The Foksal Gallery or Galeria Foksal is a non-commercial gallery space in Warsaw, Poland established in 1966, that shows works by contemporary avant-garde artists.

History
The Foksal Gallery was founded in 1966 by a group of Polish art critics and artists, which included one of the founder members of the Polish Constructivist Group of the 1920s. From the outset the gallery's activities were underpinned by the strong philosophical basis embodied within the essay "Wprowadzenie do ogolnej Teorii Miejsca (Introduction to the general Theory of Place)" (1966). The critics associated with the Foksal Gallery; Anka Ptaszkowska, Mariusz Tchorek, Wiesław Borowski established the gallery as a "place, a sudden gap in the utilitarian way of world comprehension", in which art could exist without reference to context or history, a place exempt from outside rules or influence. They also proposed that the venue, "as the most authentic theme of the event", was now to become the actual subject. In addition to the aforementioned critics, the artist-founders at the Foksal included Tadeusz Kantor,
Roman Owidzkiego, Edward Krasinski (whose signature blue Scotch tape intervention still winds its way through the gallery's ancillary spaces), Zbigniew Gostomski and Henryk Stażewski.

Zbigniew Gostomski (b. 1932), a founder artist of the Foksal Gallery, held the inaugural exhibition on 1 April 1966 showing works of his Optical Objects series. Tadeusz Kantor and Wlodzimierz Borowski were involved in actions at the gallery during the 60's.  The Foksal succeeded in showing work of an avant-garde nature throughout the communist era, apart from a short period of martial law, during which it was 'closed for renovation'. For its first twenty years the Foksal Gallery functioned within the state controlled system, nonetheless succeeding in developing an internationally significant programme of contemporary art under the Directorship of Wieslaw Borowski in co-operation with Andrzej Turowski. Milada Ślizińska also curated a series of exhibitions. Jaromir Jedlinski (previously of the Museum Sztuki in Łódź), was the gallery's Director from July 2006 until August 2008. Nowadays the gallery is run by the younger generation of curators: Katarzyna Krysiak (Artistic Director/Head Curator), Lech Stangret and Monika Weychert Waluszko.

The gallery acted under the auspices of the Laboratory of Arts Plastycznych (PSP) until 1982, then under SBWA until 2001. At present, it remains government funded under the Mazovia Region Centre For Culture and Art (MCKiS).

++++++

[Set of tasks]
(a) How would you render this sentence from the Foksal Gallery article in French: "Zbigniew Gostomski (b. 1932), a founder artist of the Foksal Gallery, held the inaugural exhibition on 1 April 1966 showing works of his Optical Objects series."?
(b) Which artist-founders of the gallery does the Foksal Gallery article name?
(c) Will you transcribe the Foksal Gallery article's text from "The gallery acted" to "and Art (MCKiS)."?

[Supplied information]
++++++

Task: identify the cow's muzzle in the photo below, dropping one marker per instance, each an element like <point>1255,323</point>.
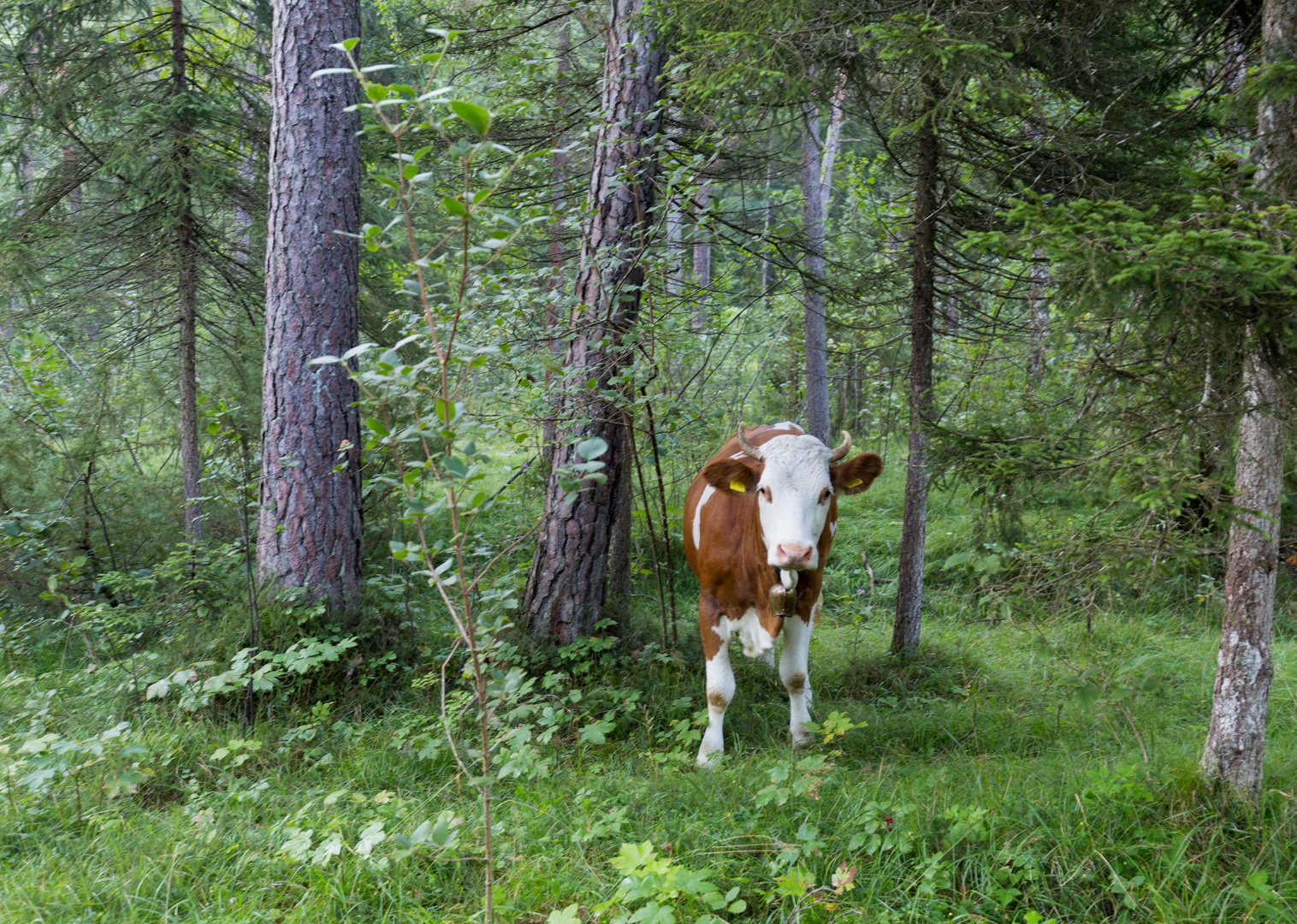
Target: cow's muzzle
<point>794,557</point>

++++++

[Exercise responses]
(a) Zbigniew Gostomski (né en 1932), artiste fondateur de la galerie Foksal, a présenté l'exposition inaugurale le 1er avril 1966, avec des œuvres de sa série Objets optiques.

(b)
Tadeusz Kantor
Roman Owidzkiego
Edward Krasinski
Zbigniew Gostomski
Henryk Stażewski

(c)
The gallery acted under the auspices of the Laboratory of Arts Plastycznych (PSP) until 1982, then under SBWA until 2001. At present, it remains government funded under the Mazovia Region Centre For Culture and Art (MCKiS).